• **Data section**
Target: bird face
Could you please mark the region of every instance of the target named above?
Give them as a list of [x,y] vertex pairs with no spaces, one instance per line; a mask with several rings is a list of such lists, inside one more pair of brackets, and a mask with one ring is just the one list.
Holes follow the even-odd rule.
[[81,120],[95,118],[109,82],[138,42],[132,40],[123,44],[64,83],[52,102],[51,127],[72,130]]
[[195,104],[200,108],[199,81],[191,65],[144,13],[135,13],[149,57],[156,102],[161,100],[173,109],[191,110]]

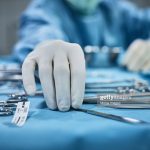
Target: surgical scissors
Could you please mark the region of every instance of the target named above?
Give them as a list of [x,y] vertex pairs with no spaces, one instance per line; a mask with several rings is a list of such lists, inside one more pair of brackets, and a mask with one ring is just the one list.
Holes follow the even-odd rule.
[[90,109],[79,108],[79,109],[75,109],[75,110],[82,111],[82,112],[85,112],[85,113],[88,113],[88,114],[91,114],[91,115],[107,118],[107,119],[121,121],[121,122],[124,122],[124,123],[149,124],[149,122],[146,122],[146,121],[143,121],[143,120],[134,119],[134,118],[130,118],[130,117],[123,117],[123,116],[118,116],[118,115],[113,115],[113,114],[108,114],[108,113],[99,112],[99,111],[90,110]]

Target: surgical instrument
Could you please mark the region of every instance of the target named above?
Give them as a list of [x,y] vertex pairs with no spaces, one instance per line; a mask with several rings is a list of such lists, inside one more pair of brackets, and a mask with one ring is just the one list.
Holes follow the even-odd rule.
[[134,118],[130,118],[130,117],[123,117],[123,116],[118,116],[118,115],[113,115],[113,114],[108,114],[108,113],[99,112],[99,111],[90,110],[90,109],[79,108],[79,109],[75,109],[75,110],[85,112],[85,113],[88,113],[88,114],[91,114],[91,115],[107,118],[107,119],[112,119],[112,120],[124,122],[124,123],[149,124],[149,122],[146,122],[146,121],[143,121],[143,120],[134,119]]

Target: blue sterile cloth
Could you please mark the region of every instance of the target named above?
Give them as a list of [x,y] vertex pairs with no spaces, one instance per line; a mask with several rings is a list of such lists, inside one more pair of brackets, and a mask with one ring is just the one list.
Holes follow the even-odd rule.
[[[88,70],[101,77],[141,78],[119,68]],[[93,76],[93,75],[92,75]],[[1,99],[6,97],[1,96]],[[131,125],[79,111],[48,110],[44,99],[30,97],[31,107],[23,127],[11,124],[13,116],[0,117],[0,150],[149,150],[150,124]],[[149,109],[113,109],[84,104],[83,108],[150,122]]]

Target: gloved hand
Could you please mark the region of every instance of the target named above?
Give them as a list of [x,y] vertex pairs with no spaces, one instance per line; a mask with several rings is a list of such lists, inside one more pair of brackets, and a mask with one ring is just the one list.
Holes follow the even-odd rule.
[[150,71],[150,41],[134,41],[129,46],[122,65],[130,71]]
[[34,95],[35,65],[48,108],[60,111],[78,108],[85,90],[85,59],[81,47],[60,40],[45,41],[37,45],[22,66],[24,88]]

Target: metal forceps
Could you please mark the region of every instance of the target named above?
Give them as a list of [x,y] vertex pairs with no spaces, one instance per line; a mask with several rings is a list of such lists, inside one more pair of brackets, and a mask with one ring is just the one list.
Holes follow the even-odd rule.
[[13,115],[13,111],[18,102],[27,101],[27,99],[8,99],[0,101],[0,116]]
[[91,114],[91,115],[94,115],[94,116],[99,116],[99,117],[103,117],[103,118],[107,118],[107,119],[111,119],[111,120],[124,122],[124,123],[149,124],[149,122],[146,122],[146,121],[143,121],[143,120],[134,119],[134,118],[130,118],[130,117],[123,117],[123,116],[118,116],[118,115],[113,115],[113,114],[108,114],[108,113],[99,112],[99,111],[90,110],[90,109],[79,108],[79,109],[75,109],[75,110],[81,111],[81,112],[84,112],[84,113],[88,113],[88,114]]

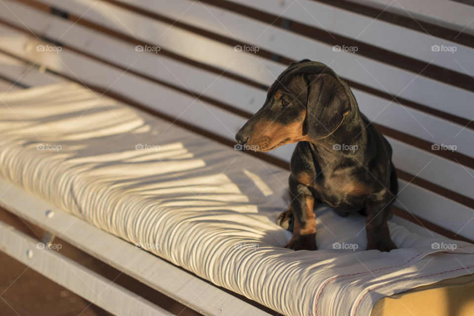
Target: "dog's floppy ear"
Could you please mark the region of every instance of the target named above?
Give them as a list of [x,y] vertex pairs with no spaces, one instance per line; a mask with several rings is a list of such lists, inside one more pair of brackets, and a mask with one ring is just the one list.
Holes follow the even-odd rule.
[[351,103],[344,86],[325,74],[309,77],[306,131],[314,140],[334,132],[351,111]]

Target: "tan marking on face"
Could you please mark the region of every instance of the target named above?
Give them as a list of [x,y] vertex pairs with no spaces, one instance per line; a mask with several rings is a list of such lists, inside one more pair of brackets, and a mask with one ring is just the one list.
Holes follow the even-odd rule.
[[[304,115],[305,113],[303,112],[302,114]],[[249,136],[248,145],[258,146],[258,151],[268,152],[287,144],[307,141],[308,135],[303,134],[303,125],[302,121],[284,125],[272,121],[262,120],[254,127]]]

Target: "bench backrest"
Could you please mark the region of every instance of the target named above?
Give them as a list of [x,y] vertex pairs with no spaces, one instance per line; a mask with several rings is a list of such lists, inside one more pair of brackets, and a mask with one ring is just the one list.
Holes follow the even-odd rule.
[[[0,77],[76,81],[233,146],[290,62],[322,62],[392,146],[397,220],[473,240],[474,41],[446,34],[309,0],[4,0]],[[15,78],[19,60],[41,71]],[[257,156],[287,167],[293,148]]]

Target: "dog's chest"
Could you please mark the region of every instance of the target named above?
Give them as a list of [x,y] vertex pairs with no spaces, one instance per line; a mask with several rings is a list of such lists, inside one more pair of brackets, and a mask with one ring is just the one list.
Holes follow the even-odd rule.
[[296,172],[295,176],[299,182],[312,190],[315,198],[333,208],[346,211],[363,208],[366,197],[372,191],[360,176],[348,172],[333,173],[329,176],[307,171]]

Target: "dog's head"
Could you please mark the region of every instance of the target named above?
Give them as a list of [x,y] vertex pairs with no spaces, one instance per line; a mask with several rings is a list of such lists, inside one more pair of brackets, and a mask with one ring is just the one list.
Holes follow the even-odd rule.
[[316,142],[341,125],[353,99],[347,85],[325,65],[308,60],[292,63],[236,139],[262,152],[301,141]]

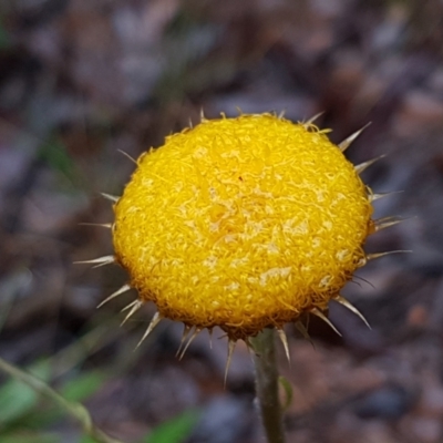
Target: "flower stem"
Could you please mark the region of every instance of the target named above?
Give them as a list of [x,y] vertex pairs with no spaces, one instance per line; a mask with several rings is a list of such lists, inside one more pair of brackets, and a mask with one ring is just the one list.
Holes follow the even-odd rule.
[[255,354],[256,394],[268,443],[285,443],[282,411],[278,396],[278,371],[274,328],[249,339]]

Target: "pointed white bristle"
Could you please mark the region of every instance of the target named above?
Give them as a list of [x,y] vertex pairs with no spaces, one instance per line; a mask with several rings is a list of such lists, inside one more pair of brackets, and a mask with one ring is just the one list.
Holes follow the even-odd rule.
[[230,362],[233,360],[233,354],[234,354],[234,349],[237,344],[236,340],[228,340],[228,358],[226,360],[226,365],[225,365],[225,379],[224,379],[224,385],[226,388],[226,380],[228,379],[228,371],[229,371],[229,367],[230,367]]
[[379,159],[385,157],[385,155],[380,155],[379,157],[369,159],[368,162],[360,163],[359,165],[356,165],[353,168],[356,169],[357,174],[361,174],[363,171],[368,169],[369,166],[372,166],[375,162]]
[[349,309],[356,316],[360,317],[363,320],[364,324],[369,329],[372,329],[371,326],[368,323],[368,320],[364,318],[364,316],[352,303],[350,303],[344,297],[338,296],[333,300],[338,301],[340,305],[344,306],[344,308]]
[[134,163],[135,165],[137,165],[137,161],[132,157],[130,154],[127,154],[126,152],[122,151],[122,150],[117,150],[121,154],[123,154],[126,158],[128,158],[132,163]]
[[110,200],[112,203],[117,203],[120,200],[120,197],[117,197],[116,195],[111,195],[105,193],[100,193],[100,194],[102,194],[102,196],[106,198],[106,200]]
[[190,326],[187,326],[187,324],[185,324],[184,326],[185,328],[184,328],[184,330],[183,330],[183,333],[182,333],[182,339],[181,339],[181,342],[179,342],[179,344],[178,344],[178,349],[177,349],[177,352],[175,353],[175,357],[178,357],[179,356],[179,353],[181,353],[181,350],[182,350],[182,347],[183,347],[183,343],[185,342],[185,340],[187,339],[187,337],[189,336],[189,332],[190,332]]
[[352,142],[356,141],[356,138],[371,124],[368,123],[365,124],[361,130],[354,132],[353,134],[351,134],[348,138],[344,138],[341,143],[339,143],[339,148],[341,152],[344,152],[346,150],[348,150],[348,147],[352,144]]
[[130,312],[127,312],[127,316],[124,318],[124,320],[122,321],[122,323],[120,324],[121,327],[143,306],[143,301],[141,300],[135,300],[136,302],[132,302],[131,307],[132,309],[130,310]]
[[373,226],[375,229],[375,233],[379,230],[389,228],[390,226],[398,225],[399,223],[404,222],[403,218],[398,218],[398,217],[383,217],[383,218],[378,218],[373,220]]
[[282,329],[277,329],[278,337],[285,348],[286,358],[288,359],[288,363],[290,364],[290,356],[289,356],[289,346],[288,338]]
[[309,127],[318,117],[324,114],[324,111],[319,112],[318,114],[311,116],[307,122],[303,123],[305,127]]
[[137,349],[145,340],[146,337],[154,330],[154,328],[162,321],[162,316],[159,315],[159,312],[155,312],[154,317],[152,318],[150,326],[147,327],[145,333],[143,334],[142,339],[138,341],[137,346],[135,347],[135,349]]
[[187,348],[189,348],[189,344],[194,341],[194,339],[202,332],[202,328],[195,328],[194,333],[190,336],[189,340],[187,341],[185,348],[183,348],[183,351],[181,356],[178,357],[178,360],[182,360],[185,357],[185,353],[187,351]]
[[115,262],[114,256],[103,256],[92,260],[74,261],[75,265],[95,265],[93,268],[100,268],[101,266],[111,265],[113,262]]
[[398,250],[388,250],[387,253],[367,254],[367,260],[374,260],[375,258],[390,256],[391,254],[401,254],[401,253],[412,253],[412,250],[398,249]]
[[338,329],[332,324],[328,317],[326,317],[324,313],[320,311],[320,309],[313,308],[310,310],[310,312],[323,320],[338,336],[341,337],[341,333],[338,331]]
[[379,200],[380,198],[389,197],[390,195],[400,194],[402,192],[403,190],[394,190],[392,193],[369,194],[368,197],[369,197],[369,200],[372,203],[372,202]]
[[82,225],[82,226],[96,226],[96,227],[100,227],[100,228],[107,228],[107,229],[112,228],[112,223],[79,223],[79,225]]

• **Exercise description**
Copy out each line of the rows above that contains the string "surgical".

• **Result of the exercise**
Target: surgical scissors
Target: surgical instrument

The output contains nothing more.